▸ **JOB**
Please render the lines below as a two-column CSV with columns named line and answer, one row for each line. Put each line's text and its full answer in single quoted fields, with newlines replaced by spaces.

▸ **SOURCE MATERIAL**
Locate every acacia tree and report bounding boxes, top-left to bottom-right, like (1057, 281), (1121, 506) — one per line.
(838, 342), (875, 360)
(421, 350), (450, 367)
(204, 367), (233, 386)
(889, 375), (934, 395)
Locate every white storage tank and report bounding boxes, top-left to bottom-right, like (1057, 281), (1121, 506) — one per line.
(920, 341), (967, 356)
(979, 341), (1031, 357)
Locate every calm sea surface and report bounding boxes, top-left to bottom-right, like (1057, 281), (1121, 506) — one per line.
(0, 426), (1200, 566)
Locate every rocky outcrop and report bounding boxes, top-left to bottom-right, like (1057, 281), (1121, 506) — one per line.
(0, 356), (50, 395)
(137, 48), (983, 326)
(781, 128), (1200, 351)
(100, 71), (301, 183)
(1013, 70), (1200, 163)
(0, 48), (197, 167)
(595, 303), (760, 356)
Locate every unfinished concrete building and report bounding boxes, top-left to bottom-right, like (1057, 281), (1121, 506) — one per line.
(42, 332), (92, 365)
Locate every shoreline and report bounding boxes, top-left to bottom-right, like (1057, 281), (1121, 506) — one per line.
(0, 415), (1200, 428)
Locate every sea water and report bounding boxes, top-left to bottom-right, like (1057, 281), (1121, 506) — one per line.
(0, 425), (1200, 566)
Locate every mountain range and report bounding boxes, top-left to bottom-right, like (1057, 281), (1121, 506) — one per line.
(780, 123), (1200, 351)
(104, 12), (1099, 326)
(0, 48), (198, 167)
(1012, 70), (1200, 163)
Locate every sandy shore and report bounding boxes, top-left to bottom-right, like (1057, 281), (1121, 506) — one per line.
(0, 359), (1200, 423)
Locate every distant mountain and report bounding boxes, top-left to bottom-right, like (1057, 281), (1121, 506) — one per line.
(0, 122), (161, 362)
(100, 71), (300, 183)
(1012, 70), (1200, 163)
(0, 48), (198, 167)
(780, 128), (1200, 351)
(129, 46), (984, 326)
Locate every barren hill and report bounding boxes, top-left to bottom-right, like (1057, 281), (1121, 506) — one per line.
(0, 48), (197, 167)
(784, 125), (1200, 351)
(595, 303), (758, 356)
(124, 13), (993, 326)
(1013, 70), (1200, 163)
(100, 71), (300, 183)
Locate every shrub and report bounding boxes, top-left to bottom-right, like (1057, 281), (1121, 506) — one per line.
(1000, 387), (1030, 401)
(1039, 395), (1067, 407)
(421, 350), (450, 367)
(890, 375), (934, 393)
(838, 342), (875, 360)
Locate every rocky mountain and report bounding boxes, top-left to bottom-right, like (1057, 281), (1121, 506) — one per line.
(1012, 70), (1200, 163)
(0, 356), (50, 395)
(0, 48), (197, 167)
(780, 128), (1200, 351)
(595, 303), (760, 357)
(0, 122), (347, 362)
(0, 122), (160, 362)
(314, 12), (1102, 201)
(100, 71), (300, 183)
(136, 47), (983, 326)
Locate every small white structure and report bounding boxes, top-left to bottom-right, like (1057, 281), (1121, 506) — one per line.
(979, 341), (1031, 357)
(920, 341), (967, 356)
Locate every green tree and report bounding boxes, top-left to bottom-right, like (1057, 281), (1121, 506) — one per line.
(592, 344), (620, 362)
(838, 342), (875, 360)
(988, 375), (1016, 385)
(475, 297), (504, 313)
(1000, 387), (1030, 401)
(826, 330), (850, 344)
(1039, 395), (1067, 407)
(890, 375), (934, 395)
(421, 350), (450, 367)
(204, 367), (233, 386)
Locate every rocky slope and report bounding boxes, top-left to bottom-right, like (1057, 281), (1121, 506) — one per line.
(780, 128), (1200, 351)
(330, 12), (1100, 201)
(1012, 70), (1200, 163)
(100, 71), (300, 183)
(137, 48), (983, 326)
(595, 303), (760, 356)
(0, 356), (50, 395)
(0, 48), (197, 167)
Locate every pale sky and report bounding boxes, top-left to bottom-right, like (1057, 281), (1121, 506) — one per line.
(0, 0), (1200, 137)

▸ **FINAL ANSWER**
line,answer
"Locate every acacia tree and report bounding boxes, top-left to bottom-right, like (1057, 281), (1121, 506) — one per line.","(838, 342), (875, 360) (421, 350), (450, 367) (204, 367), (233, 386) (889, 375), (934, 395)"
"Locate every white storage tank and report bounding boxes, top-left to bottom-right, like (1057, 281), (1121, 506) — one per line.","(920, 341), (967, 356) (979, 341), (1031, 357)"
"Locate every calm sea surface and report bounding boxes, top-left to bottom-right, like (1057, 281), (1121, 506) — one per line.","(0, 426), (1200, 566)"
"Locate every rocky outcrop and report bounding boxes, top-left to bottom-right, like (1057, 281), (1121, 506) — one per line.","(0, 356), (50, 395) (137, 48), (983, 326) (781, 128), (1200, 351) (100, 71), (301, 183) (1013, 70), (1200, 163) (0, 48), (197, 167) (595, 303), (760, 356)"
"Locate every unfinished concrete building and report bounding boxes, top-left to bottom-right, like (1057, 281), (1121, 506) — one per line.","(42, 332), (92, 365)"
"Locate every shoreline and report bounding boxes, top-left to bottom-right, like (1057, 281), (1121, 506) — one per line.","(0, 415), (1200, 428)"
"Locate every sea water and report bounding boxes, top-left to bottom-right, like (1057, 281), (1121, 506) — one per line.","(0, 425), (1200, 566)"
"Locate every mountain range and report bounding boxes, top-left to bottom-right, like (1057, 281), (1121, 506) — one per line.","(780, 123), (1200, 351) (104, 12), (1099, 326) (0, 48), (198, 167) (1012, 70), (1200, 163)"
"Locate every sandy shore and report bounding boxes, top-left to bottom-right, like (1057, 281), (1121, 506) — one per line.","(0, 359), (1200, 423)"
"Locate every distant mountain and report bounding boxes, top-left to bottom-right, like (1057, 281), (1121, 506) — one per line.","(0, 122), (161, 362) (100, 71), (300, 183) (1012, 70), (1200, 163) (0, 48), (198, 167) (780, 128), (1200, 351) (129, 46), (984, 326)"
"Locate every barren hill and report bounding boxes, top-left to bottom-right, like (1057, 281), (1121, 506) — one per line.","(0, 48), (197, 167) (784, 125), (1200, 351) (595, 303), (758, 356) (124, 13), (993, 326) (1013, 70), (1200, 163) (100, 71), (300, 183)"
"Locate every shrub and report bounding boxes, top-left to bottom-right, like (1057, 281), (1121, 506) — one per line.","(1000, 387), (1030, 401) (1039, 395), (1067, 407) (421, 350), (450, 367) (890, 375), (934, 393) (838, 342), (875, 360)"
"Locate every rocky mountain and report bounding boxes, top-left to bottom-right, like (1057, 281), (1121, 506) — one per line.","(1012, 70), (1200, 163) (0, 356), (50, 395) (0, 48), (197, 167) (780, 128), (1200, 351) (595, 303), (760, 357) (0, 122), (347, 362) (0, 122), (160, 362) (314, 12), (1102, 201) (100, 71), (300, 183) (136, 47), (983, 326)"
"Locate every small white structure and report bounding boxes, top-left to bottom-right, like (1057, 281), (1121, 506) — one per line.","(979, 341), (1031, 357) (920, 341), (967, 356)"
"Locate every green tree and report bounding boxes, top-left to bottom-right, like (1057, 281), (1121, 506) — one per line.","(592, 344), (620, 362) (838, 342), (875, 360) (988, 375), (1016, 385) (475, 297), (504, 313) (1000, 387), (1030, 401) (826, 330), (850, 344) (1039, 395), (1067, 407) (890, 375), (934, 395) (421, 350), (450, 367) (204, 367), (233, 386)"
"Locate every rocky slope and report bounding boxes, top-left to bottom-right, like (1057, 281), (1121, 506) — one per line.","(780, 128), (1200, 351) (330, 12), (1100, 201) (1012, 70), (1200, 163) (100, 71), (300, 183) (137, 48), (983, 326) (595, 303), (760, 356) (0, 356), (50, 395) (0, 48), (197, 167)"
"Locate every pale sky and report bounding boxes, top-left to bottom-right, like (1057, 281), (1121, 506) — one per line.","(0, 0), (1200, 137)"